── Records ──
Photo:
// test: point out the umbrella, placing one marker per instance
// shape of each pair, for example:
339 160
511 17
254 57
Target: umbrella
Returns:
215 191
───
After finding the line that contains "marker per instance" in the records above, copy that line and each one after it exactly, through the final line.

Solution
// test: point out the umbrella, placing one marker per instance
// shape of each pair, for example:
339 160
511 17
254 57
Target: umbrella
Returns:
215 191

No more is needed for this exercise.